**SHORT PROBLEM:**
Convert the listing below into a Markdown table with the columns Row and Line, giving each line its own numbered row and omitting blank lines.
### MATERIAL FOR THIS EXERCISE
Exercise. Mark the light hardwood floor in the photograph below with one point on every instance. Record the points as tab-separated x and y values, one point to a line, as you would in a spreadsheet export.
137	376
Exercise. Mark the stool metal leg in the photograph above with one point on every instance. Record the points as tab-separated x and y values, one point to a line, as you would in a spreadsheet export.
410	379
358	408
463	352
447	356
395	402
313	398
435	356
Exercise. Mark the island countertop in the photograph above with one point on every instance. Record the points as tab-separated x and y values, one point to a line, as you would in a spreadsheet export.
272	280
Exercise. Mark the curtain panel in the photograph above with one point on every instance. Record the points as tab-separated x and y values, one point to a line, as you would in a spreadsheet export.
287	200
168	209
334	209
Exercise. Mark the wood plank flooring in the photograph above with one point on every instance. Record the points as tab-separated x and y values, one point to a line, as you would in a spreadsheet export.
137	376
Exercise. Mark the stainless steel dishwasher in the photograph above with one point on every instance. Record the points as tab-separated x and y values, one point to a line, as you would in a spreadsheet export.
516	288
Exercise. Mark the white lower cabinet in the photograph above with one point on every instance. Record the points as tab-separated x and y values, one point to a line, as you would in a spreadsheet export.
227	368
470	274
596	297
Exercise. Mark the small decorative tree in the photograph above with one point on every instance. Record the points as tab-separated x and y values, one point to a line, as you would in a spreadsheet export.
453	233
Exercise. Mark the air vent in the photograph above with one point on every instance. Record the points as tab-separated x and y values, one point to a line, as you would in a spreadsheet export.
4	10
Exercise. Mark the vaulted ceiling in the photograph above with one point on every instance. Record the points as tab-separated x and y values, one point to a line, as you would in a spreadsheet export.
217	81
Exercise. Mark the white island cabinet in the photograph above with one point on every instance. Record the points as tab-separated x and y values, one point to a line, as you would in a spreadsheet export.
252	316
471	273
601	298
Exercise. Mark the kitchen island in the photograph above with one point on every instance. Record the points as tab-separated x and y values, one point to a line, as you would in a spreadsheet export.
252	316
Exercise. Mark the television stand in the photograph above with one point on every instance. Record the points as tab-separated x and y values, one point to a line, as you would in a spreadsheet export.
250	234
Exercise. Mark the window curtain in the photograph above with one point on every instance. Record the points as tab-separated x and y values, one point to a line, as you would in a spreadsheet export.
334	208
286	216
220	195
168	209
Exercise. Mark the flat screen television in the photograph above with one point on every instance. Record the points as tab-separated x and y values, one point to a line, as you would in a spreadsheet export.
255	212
######
**EXERCISE RESULT:**
| Row | Line |
|---|---|
| 1 | Exercise. Mark the light hardwood floor in the photograph below with one point on every instance. Record the points as tab-separated x and y values, one point to a line, as you would in a spreadsheet export. |
| 2 | 137	376 |
| 3 | Exercise. Mark the stool metal leg in the photograph above with one point on every instance. Record the points as tab-separated x and y values, one point to a line, as you would in a spreadsheet export. |
| 4 | 410	379 |
| 5 | 358	408 |
| 6 | 463	352 |
| 7 | 447	356 |
| 8 | 395	402 |
| 9 | 313	398 |
| 10 | 435	356 |
| 11 | Exercise. Mark the island countertop in the photograph above with one point on every instance. Record the points as tab-separated x and y values, one point to a line, as you would in a spreadsheet export. |
| 12 | 272	280 |
| 13 | Exercise. Mark the curtain panel in the photograph above with one point on every instance. Record the points as tab-separated x and y values, one point to a line, as you would in a spreadsheet export. |
| 14 | 287	200 |
| 15 | 168	209 |
| 16 | 334	209 |
| 17 | Exercise. Mark the wood plank flooring in the photograph above with one point on every instance. Record the points as tab-separated x and y values, one point to a line, as you would in a spreadsheet export. |
| 18 | 137	376 |
| 19 | Exercise. Mark the stainless steel dishwasher in the photograph above with one point on every instance. Record the points as tab-separated x and y values, one point to a line, as you would in a spreadsheet export. |
| 20 | 516	288 |
| 21 | Exercise. Mark the white lower cabinet in the photograph above with one point on every instance. Record the points as tab-separated x and y values, one point to a line, as you would in a spreadsheet export. |
| 22 | 227	368 |
| 23 | 470	274 |
| 24 | 596	297 |
| 25 | Exercise. Mark the small decorative tree in the photograph above with one point on every instance. Record the points as tab-separated x and y values, one point to a line, as you would in a spreadsheet export. |
| 26 | 453	233 |
| 27 | Exercise. Mark the air vent in the photograph above with one point on every instance. Record the points as tab-separated x and y values, one point to a line, as you would in a spreadsheet export. |
| 28 | 4	10 |
| 29 | Exercise. Mark the vaulted ceiling in the photograph above with one point on every instance. Record the points as tab-separated x and y values, one point to a line, as you would in a spreadsheet export. |
| 30 | 217	81 |
| 31 | Exercise. Mark the white island cabinet in the photograph above with one point on every instance. Record the points as tab-separated x and y values, one point to a line, as you would in a spreadsheet export. |
| 32 | 252	316 |
| 33 | 471	273 |
| 34 | 601	298 |
| 35 | Exercise. Mark the kitchen island in the photograph above with one point on every instance. Record the points as tab-separated x and y values, one point to a line, as you would in a spreadsheet export. |
| 36 | 252	316 |
| 37 | Exercise. Mark the television stand in the photograph above with one point on every instance. Record the points as tab-separated x and y values, one point to a line, as you would in a spreadsheet export. |
| 38 | 250	234 |
| 39 | Exercise. Mark the window curtain in the photograph above with one point on every instance. Record the points as tab-separated x and y values, one point to a line, as you would in a spreadsheet export. |
| 40 | 334	208 |
| 41 | 286	216 |
| 42 | 220	195 |
| 43 | 168	209 |
| 44 | Exercise. Mark the flat screen television in the photograph above with one point on every instance. Record the points as tab-separated x and y values, one point to a line, as you would in a spreadsheet export. |
| 45 | 255	212 |